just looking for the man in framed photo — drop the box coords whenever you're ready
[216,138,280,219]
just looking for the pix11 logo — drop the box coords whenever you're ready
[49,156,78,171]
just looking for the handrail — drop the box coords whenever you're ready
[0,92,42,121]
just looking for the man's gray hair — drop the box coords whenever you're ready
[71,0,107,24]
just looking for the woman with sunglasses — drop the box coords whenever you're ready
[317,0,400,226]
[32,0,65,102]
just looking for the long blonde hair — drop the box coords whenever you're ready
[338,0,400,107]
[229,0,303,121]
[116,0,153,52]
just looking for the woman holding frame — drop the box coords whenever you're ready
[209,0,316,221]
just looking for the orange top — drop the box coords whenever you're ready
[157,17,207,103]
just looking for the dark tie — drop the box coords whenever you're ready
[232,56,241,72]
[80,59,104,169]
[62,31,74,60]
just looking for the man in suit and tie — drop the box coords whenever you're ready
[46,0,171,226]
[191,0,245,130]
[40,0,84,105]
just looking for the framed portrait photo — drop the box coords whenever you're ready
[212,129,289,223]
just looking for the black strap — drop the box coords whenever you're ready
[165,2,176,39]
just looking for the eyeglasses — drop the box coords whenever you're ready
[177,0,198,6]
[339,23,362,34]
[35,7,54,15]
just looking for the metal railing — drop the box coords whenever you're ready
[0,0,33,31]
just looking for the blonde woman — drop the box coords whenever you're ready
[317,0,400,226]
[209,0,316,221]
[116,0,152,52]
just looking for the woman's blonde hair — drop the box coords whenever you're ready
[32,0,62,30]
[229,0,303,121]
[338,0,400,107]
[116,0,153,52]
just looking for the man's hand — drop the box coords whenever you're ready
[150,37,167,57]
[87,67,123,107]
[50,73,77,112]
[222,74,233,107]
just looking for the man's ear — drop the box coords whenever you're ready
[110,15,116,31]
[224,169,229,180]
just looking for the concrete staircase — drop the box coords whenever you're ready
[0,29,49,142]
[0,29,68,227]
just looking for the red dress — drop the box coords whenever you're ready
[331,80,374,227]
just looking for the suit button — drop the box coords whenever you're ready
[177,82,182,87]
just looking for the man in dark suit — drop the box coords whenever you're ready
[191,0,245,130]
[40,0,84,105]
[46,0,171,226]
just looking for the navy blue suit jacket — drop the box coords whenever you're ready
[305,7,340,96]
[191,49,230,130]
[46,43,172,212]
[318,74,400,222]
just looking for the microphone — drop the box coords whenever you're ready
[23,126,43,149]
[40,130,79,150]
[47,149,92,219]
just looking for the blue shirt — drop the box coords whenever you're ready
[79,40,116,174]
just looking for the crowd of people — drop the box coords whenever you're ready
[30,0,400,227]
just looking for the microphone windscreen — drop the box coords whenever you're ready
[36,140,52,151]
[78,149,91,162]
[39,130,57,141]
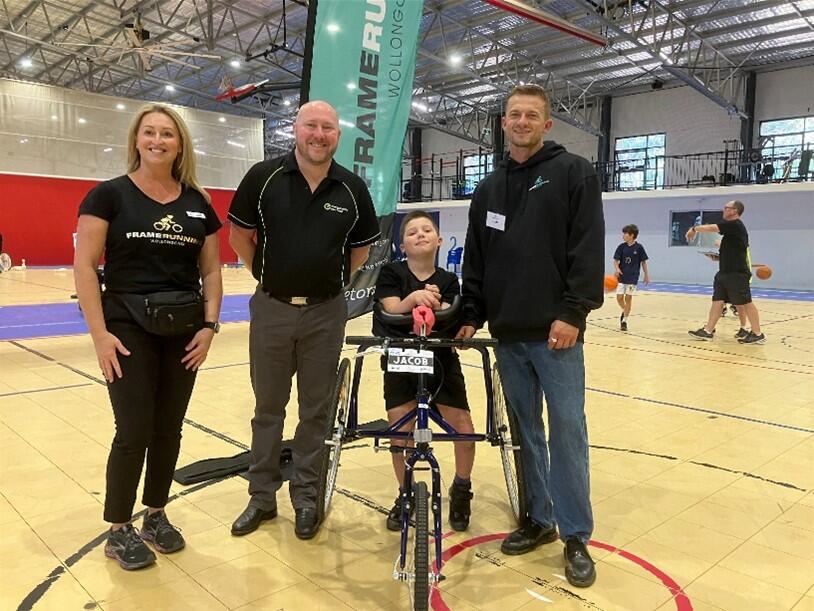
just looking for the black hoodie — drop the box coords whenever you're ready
[461,141,605,342]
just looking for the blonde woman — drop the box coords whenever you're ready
[74,104,223,570]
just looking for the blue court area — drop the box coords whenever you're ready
[1,285,812,341]
[0,294,251,341]
[644,282,814,301]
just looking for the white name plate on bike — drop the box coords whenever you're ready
[387,348,434,373]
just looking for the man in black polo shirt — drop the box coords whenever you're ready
[228,100,380,539]
[687,199,765,344]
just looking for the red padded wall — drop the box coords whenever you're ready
[0,173,237,265]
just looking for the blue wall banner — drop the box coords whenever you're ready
[303,0,424,318]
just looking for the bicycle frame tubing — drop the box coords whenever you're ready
[345,336,498,440]
[344,334,498,578]
[400,436,443,574]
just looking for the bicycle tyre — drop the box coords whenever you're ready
[316,357,350,524]
[413,481,430,611]
[492,366,528,525]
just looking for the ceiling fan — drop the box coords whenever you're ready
[55,12,221,72]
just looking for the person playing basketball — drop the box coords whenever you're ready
[612,224,650,331]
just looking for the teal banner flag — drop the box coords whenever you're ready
[304,0,424,317]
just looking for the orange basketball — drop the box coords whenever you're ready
[604,274,619,292]
[755,265,772,280]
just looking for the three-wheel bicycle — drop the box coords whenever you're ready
[314,299,529,610]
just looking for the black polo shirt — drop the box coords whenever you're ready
[228,151,380,297]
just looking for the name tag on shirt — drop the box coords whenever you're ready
[486,211,506,231]
[186,211,206,219]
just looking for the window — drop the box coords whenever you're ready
[759,116,814,180]
[462,153,493,195]
[614,133,665,190]
[669,210,724,247]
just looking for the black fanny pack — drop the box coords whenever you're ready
[114,291,204,336]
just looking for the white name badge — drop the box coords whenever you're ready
[186,211,206,219]
[486,211,506,231]
[387,348,434,374]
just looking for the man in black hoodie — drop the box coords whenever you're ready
[457,84,604,587]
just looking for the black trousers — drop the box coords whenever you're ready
[102,297,197,523]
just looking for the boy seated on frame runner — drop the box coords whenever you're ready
[373,211,476,532]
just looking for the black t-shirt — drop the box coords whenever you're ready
[227,152,380,297]
[78,175,222,294]
[373,261,461,339]
[717,219,750,274]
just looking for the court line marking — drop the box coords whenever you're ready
[429,533,693,611]
[0,382,92,398]
[11,340,806,609]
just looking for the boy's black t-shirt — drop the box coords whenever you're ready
[78,175,222,294]
[373,261,461,339]
[717,219,750,274]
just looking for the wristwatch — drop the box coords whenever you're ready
[203,321,220,333]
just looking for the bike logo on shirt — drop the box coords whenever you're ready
[323,202,349,214]
[153,215,183,233]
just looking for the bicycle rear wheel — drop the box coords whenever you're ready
[491,367,528,525]
[316,357,351,524]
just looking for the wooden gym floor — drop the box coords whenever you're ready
[1,268,812,611]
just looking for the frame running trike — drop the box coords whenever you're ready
[314,298,529,610]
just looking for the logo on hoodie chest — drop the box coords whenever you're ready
[529,176,550,191]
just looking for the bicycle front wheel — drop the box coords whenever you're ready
[412,481,430,611]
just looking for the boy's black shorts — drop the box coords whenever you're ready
[712,271,752,306]
[382,348,469,411]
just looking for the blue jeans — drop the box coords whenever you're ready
[496,341,593,543]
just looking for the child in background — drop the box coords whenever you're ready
[613,224,650,331]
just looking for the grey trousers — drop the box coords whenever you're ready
[247,289,347,510]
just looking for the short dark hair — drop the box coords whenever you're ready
[622,224,639,238]
[730,200,744,215]
[506,84,551,119]
[400,211,439,243]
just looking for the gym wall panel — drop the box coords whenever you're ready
[0,172,237,266]
[601,183,814,291]
[399,182,814,291]
[754,65,814,127]
[0,78,263,189]
[611,85,741,157]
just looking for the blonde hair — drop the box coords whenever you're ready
[126,104,210,203]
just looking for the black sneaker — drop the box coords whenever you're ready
[730,304,738,316]
[500,521,558,555]
[688,328,714,340]
[734,327,749,339]
[141,510,185,553]
[386,493,414,531]
[448,481,473,532]
[620,320,628,332]
[738,331,766,345]
[564,537,596,587]
[105,524,156,570]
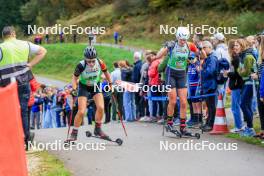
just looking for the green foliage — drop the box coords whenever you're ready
[225,0,264,11]
[113,0,149,16]
[20,0,107,26]
[0,0,28,34]
[148,0,264,11]
[235,11,264,35]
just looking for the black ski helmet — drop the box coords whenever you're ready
[84,46,97,59]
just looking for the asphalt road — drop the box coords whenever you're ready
[34,76,264,176]
[34,122,264,176]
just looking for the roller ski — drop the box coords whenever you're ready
[180,128,200,139]
[64,128,78,146]
[165,122,182,138]
[85,126,123,146]
[164,119,200,139]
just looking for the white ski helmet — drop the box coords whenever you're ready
[176,27,190,40]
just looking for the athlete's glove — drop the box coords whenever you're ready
[164,41,175,49]
[71,89,78,97]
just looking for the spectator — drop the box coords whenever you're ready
[200,41,218,132]
[236,38,257,137]
[111,62,123,121]
[55,89,64,127]
[259,66,264,139]
[114,31,119,44]
[246,36,259,115]
[132,51,144,120]
[192,33,204,51]
[246,36,258,60]
[212,33,230,62]
[63,85,73,126]
[30,92,43,130]
[120,60,136,121]
[148,53,163,122]
[139,51,152,122]
[45,34,49,44]
[212,33,230,104]
[0,26,46,148]
[225,39,244,133]
[42,87,57,128]
[186,52,202,127]
[73,33,77,43]
[60,32,64,43]
[256,35,264,138]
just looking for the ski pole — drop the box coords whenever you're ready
[111,92,128,136]
[65,96,77,140]
[94,55,128,136]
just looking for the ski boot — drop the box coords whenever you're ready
[94,123,111,141]
[165,120,182,137]
[64,128,78,146]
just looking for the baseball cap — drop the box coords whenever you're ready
[213,33,225,41]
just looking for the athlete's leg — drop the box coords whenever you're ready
[68,96,87,141]
[73,96,88,127]
[93,93,105,123]
[167,88,177,126]
[177,88,188,131]
[178,88,187,118]
[93,93,109,138]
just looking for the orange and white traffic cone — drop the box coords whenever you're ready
[210,93,229,134]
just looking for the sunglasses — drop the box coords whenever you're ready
[86,60,96,64]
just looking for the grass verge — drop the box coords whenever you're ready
[28,151,71,176]
[32,43,134,82]
[225,119,264,147]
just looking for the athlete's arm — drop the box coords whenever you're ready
[72,63,85,90]
[72,75,78,90]
[27,42,47,68]
[98,59,112,84]
[153,47,168,60]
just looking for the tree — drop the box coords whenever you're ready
[0,0,29,33]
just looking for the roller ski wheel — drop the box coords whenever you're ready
[115,138,123,146]
[165,124,182,138]
[195,133,201,139]
[86,131,92,137]
[180,129,201,139]
[86,130,123,146]
[63,139,76,147]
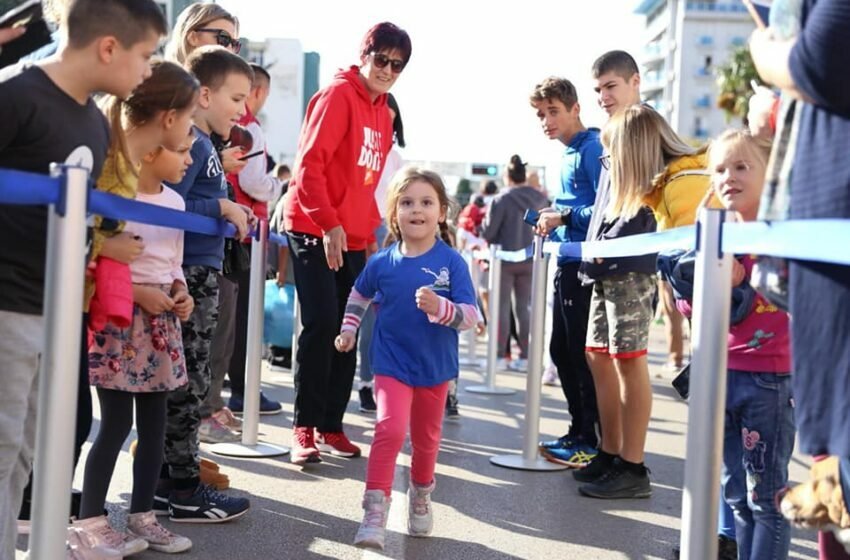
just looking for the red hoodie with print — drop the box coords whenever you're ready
[284,66,393,250]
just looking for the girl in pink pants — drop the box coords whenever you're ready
[336,168,477,550]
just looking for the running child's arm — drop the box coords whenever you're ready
[416,287,478,331]
[335,287,373,352]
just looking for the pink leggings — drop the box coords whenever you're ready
[366,375,450,496]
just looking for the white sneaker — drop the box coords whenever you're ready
[353,490,391,550]
[407,480,435,537]
[542,364,560,386]
[199,416,240,443]
[66,526,122,559]
[496,358,509,370]
[73,515,148,556]
[128,510,192,553]
[509,358,528,372]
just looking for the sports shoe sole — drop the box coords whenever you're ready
[316,443,361,458]
[231,409,282,416]
[290,452,322,465]
[169,507,249,524]
[358,406,377,414]
[578,485,652,499]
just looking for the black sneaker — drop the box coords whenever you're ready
[578,459,651,499]
[359,386,377,413]
[572,451,617,483]
[153,487,171,516]
[168,484,250,523]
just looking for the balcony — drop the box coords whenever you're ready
[641,70,667,93]
[694,127,711,139]
[694,94,713,109]
[695,66,713,78]
[642,41,667,65]
[697,35,714,47]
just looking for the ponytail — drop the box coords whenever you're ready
[100,95,135,190]
[438,220,455,248]
[507,154,527,185]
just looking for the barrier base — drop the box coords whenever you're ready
[459,357,485,368]
[466,385,516,395]
[209,441,290,458]
[490,454,568,471]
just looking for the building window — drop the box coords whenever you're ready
[698,35,714,47]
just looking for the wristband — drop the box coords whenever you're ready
[560,208,572,226]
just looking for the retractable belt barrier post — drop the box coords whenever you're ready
[211,222,289,458]
[28,166,89,560]
[467,244,515,396]
[292,292,301,364]
[491,236,566,471]
[680,210,733,560]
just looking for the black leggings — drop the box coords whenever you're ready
[79,389,168,518]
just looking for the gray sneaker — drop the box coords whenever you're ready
[408,480,435,537]
[354,490,391,550]
[199,417,240,444]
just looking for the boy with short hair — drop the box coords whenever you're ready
[155,45,255,523]
[530,77,603,467]
[0,0,166,555]
[573,50,658,499]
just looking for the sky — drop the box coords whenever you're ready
[217,0,645,189]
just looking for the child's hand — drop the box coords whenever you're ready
[731,259,747,287]
[101,232,145,264]
[220,199,254,241]
[220,146,248,174]
[415,287,440,316]
[172,289,194,322]
[136,286,175,315]
[335,331,356,352]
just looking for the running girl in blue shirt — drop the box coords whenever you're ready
[335,167,478,550]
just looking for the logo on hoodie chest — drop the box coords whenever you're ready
[357,127,383,179]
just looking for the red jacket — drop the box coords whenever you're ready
[228,108,267,223]
[284,66,392,250]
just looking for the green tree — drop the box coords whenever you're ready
[715,45,760,123]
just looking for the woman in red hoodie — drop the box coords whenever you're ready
[284,21,412,465]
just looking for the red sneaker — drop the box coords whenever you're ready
[316,431,362,458]
[291,426,321,465]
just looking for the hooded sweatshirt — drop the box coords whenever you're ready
[481,186,549,252]
[642,152,711,230]
[284,66,393,250]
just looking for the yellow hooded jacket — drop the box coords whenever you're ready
[642,152,714,231]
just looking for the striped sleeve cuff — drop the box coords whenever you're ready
[427,296,478,331]
[340,288,371,333]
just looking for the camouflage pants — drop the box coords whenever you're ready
[586,272,655,358]
[164,266,219,482]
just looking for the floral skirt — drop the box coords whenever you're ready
[89,284,187,392]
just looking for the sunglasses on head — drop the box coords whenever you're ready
[370,52,405,73]
[195,28,241,54]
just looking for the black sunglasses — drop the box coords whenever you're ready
[599,154,611,170]
[195,28,242,54]
[370,52,405,73]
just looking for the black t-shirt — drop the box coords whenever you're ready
[0,64,109,314]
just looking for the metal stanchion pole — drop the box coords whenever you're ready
[291,291,301,364]
[211,222,289,458]
[680,209,732,560]
[29,166,89,560]
[467,244,515,395]
[459,251,482,368]
[491,236,566,471]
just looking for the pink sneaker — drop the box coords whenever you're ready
[128,510,192,553]
[73,515,148,556]
[291,426,321,465]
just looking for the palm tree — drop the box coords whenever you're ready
[715,45,760,123]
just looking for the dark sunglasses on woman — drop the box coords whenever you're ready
[370,52,405,73]
[194,28,242,54]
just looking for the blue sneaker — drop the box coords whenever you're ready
[228,392,283,416]
[541,442,597,468]
[168,484,250,523]
[539,434,575,452]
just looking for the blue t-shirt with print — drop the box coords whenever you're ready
[165,126,227,269]
[550,128,603,264]
[355,239,476,387]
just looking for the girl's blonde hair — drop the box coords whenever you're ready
[165,2,238,64]
[602,104,703,220]
[706,128,772,177]
[385,167,455,247]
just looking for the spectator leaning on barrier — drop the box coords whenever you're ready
[0,0,165,556]
[571,50,659,500]
[480,155,548,372]
[283,22,411,465]
[155,46,255,524]
[749,0,850,546]
[529,76,603,468]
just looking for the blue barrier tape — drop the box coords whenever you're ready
[543,225,697,259]
[0,169,61,206]
[269,232,288,248]
[89,190,237,237]
[724,220,850,266]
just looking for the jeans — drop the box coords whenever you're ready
[722,370,795,560]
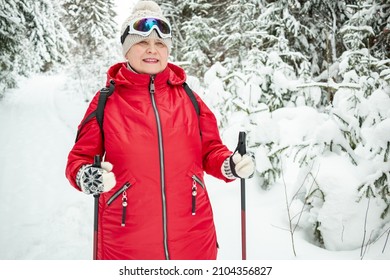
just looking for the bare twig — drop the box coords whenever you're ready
[292,168,320,234]
[361,231,374,260]
[360,197,371,259]
[281,157,297,257]
[382,228,390,253]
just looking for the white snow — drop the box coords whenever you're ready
[0,73,388,262]
[1,0,389,278]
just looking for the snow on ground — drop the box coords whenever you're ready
[0,73,389,262]
[0,74,91,259]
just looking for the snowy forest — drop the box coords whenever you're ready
[1,0,390,259]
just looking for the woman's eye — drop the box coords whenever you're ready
[138,41,148,45]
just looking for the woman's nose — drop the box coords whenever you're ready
[146,43,157,53]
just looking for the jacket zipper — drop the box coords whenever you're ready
[107,182,131,226]
[149,76,170,260]
[107,182,131,205]
[121,189,128,227]
[191,175,205,215]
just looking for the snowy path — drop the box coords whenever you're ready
[0,74,293,260]
[0,75,92,259]
[0,74,388,260]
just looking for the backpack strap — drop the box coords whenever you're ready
[96,80,115,133]
[75,81,198,143]
[183,82,200,116]
[75,80,115,143]
[183,82,201,136]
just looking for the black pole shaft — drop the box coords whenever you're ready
[237,132,247,260]
[92,155,101,260]
[241,177,246,260]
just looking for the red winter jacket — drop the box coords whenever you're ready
[65,62,233,260]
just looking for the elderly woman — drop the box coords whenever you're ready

_WHAT THE EXERCISE ASKS_
Your answer should be the line with "just looking for the snowy path" and all lines after it in the listing above, repeated exactly. No other lines belong.

_TASK RESPONSE_
just looking for the snowy path — drop the box coords whenever you're ready
[0,74,293,260]
[0,75,92,259]
[0,74,388,260]
just looking for the backpack strap — drop the box coords whenever you're ready
[96,80,115,133]
[75,81,198,143]
[183,82,200,116]
[75,80,115,143]
[183,82,201,136]
just looking for the black pole shaft — drop the box coords whenever you're ready
[237,132,247,260]
[92,155,101,260]
[241,177,246,260]
just looking for the red winter jacket — drop the box coords whenever you're ready
[65,62,233,260]
just looking for the elderly woman — drop the box coords whenever you're ready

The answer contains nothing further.